▸ **Request**: Convert the records into a JSON list of strings, one string for each line, and omit any blank lines.

▸ **Provided data**:
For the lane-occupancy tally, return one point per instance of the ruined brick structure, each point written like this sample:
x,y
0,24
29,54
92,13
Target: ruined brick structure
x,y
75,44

▸ **Full solution**:
[
  "For the lane-occupancy tally, return one point per instance of the ruined brick structure, each point written like this sample:",
  "x,y",
  "0,24",
  "29,54",
  "92,13",
  "Target: ruined brick structure",
  "x,y",
  "75,44"
]